EXERCISE OBJECTIVE: Reproduce verbatim the portion of the Ivor Gurney text below that begins with the words containing "I find it interesting" and ends with "our inner life.".

[Start of TEXT SEGMENT]

Born in the city of Gloucester in 1890, Gurney was fascinated by music. As a boy he studied under the organist, Dr Herbert Brewer at the Gloucester Cathedral.  Following his service in WWI, he was awarded a scholarship to the Royal College of Music to study composition with Sir Charles Stanford.  But life’s challenges intervened and a nervous breakdown interrupted his studies.
 
However Gurney is an inspiration of resilience. Despite worsening mental and physical health in his early 30’s, the early years of his commitment were productive creatively.  Its unclear how much of his mental illness was attributable to PTSD from the war or the physical impact of being gassed in the trenches but his mental health deteriorated over time until he was unable to continue as an artist the final few years of his life.  His cause of death was tuberculosis, which was rampant in the locked wards of mental institutions of the time.
 
I find it interesting to pair modern poets with counterparts from a 100 years ago.  Some similar ideas run through these two poems around the impermanence of permanence and how the external world moves on without us, regardless of the machinations of our inner life. 
 
 

Sonnet – September 1922

by Ivor Gurney

Fierce indignation is best understood by those
Who have time or no fear, or a hope in its real good.
One loses it with a filed soul or in sentimental mood.
Anger is gone with sunset, or flows as flows
The water in easy mill-runs; the earth that ploughs
Forgets protestation in its turning, the rood
Prepares, considers, fulfils; and the poppy’s blood
Makes old the old changing of the headland’s brows.

But the toad under the harrow toadiness
Is known to forget, and even the butterfly
Has doubts of wisdom when that clanking thing goes by
And’s not distressed. A twisted thing keeps still –
That thing easier twisted than a grocer’s bill –
And no history of November keeps the guy.

Fruitful Crops In Every Field

Harvesting wheat by hand.

“Poetry is a sort of truancy, a dream within the dream of life, a wild flower planted among our wheat.”

— Michael Joseph Oakeshott

Portrait of a Machine

by Louis Untermeyer

What nudity as beautiful as this
Obedient monster purring at its toil;
These naked iron muscles dripping oil
And the sure-fingered rods that never miss.

[End of TEXT SEGMENT]
[Start of DATA SUPPLIED]

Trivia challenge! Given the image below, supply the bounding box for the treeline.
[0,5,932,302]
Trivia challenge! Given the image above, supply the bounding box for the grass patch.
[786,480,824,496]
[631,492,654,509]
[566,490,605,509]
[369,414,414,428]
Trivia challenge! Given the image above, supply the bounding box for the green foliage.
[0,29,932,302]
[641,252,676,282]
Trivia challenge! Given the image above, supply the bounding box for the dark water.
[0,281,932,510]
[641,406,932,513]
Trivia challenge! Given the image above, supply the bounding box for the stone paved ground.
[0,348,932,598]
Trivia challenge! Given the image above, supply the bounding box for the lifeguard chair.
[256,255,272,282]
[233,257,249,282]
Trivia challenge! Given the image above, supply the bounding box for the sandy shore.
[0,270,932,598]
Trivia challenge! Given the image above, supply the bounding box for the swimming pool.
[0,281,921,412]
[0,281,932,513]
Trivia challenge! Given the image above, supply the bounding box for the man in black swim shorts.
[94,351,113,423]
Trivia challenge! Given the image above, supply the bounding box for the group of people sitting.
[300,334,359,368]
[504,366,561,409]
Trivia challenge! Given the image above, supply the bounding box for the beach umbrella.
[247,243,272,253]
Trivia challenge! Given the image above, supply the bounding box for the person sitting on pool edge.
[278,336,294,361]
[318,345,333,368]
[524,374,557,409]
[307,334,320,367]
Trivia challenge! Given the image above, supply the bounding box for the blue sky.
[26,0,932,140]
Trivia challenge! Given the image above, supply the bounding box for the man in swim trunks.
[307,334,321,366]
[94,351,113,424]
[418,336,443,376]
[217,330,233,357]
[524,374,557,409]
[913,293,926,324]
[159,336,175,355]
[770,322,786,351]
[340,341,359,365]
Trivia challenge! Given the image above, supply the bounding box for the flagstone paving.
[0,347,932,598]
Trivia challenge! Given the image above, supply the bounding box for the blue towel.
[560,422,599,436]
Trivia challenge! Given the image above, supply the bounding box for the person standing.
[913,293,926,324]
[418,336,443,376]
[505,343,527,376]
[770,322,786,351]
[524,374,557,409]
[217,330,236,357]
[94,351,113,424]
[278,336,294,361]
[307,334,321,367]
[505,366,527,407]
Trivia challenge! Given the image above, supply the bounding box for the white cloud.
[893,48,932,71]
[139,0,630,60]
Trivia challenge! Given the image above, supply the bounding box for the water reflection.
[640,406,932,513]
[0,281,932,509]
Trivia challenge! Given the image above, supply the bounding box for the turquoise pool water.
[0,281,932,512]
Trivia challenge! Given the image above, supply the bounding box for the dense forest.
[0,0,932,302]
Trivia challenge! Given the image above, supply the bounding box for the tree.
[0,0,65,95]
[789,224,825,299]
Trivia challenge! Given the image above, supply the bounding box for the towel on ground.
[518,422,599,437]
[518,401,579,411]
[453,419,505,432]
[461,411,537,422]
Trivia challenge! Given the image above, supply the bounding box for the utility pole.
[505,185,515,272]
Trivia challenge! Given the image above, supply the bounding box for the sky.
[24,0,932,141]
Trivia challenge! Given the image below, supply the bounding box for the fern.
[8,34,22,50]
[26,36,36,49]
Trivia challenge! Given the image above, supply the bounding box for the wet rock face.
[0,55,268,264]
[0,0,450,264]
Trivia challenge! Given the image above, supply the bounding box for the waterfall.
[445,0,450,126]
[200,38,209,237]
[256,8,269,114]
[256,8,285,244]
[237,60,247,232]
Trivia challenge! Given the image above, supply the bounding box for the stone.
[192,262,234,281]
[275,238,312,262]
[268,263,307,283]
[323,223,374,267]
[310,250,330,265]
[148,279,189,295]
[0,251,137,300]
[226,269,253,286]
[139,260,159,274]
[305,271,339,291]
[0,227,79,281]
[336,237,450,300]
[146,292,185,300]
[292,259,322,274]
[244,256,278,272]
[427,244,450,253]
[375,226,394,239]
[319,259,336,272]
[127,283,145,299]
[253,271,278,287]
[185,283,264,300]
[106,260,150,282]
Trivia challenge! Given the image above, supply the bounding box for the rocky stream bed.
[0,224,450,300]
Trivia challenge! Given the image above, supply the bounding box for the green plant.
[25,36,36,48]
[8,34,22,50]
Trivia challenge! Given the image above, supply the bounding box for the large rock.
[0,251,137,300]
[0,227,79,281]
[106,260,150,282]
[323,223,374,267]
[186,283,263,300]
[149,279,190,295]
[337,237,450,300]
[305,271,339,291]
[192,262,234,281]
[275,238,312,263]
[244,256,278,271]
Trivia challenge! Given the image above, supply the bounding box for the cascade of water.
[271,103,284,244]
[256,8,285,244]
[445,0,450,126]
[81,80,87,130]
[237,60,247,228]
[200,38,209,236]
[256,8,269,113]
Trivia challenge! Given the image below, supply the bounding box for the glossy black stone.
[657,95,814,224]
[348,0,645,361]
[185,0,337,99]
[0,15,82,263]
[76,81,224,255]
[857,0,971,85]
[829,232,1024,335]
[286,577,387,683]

[End of DATA SUPPLIED]

RESPONSE:
I find it interesting to pair modern poets with counterparts from a 100 years ago.  Some similar ideas run through these two poems around the impermanence of permanence and how the external world moves on without us, regardless of the machinations of our inner life.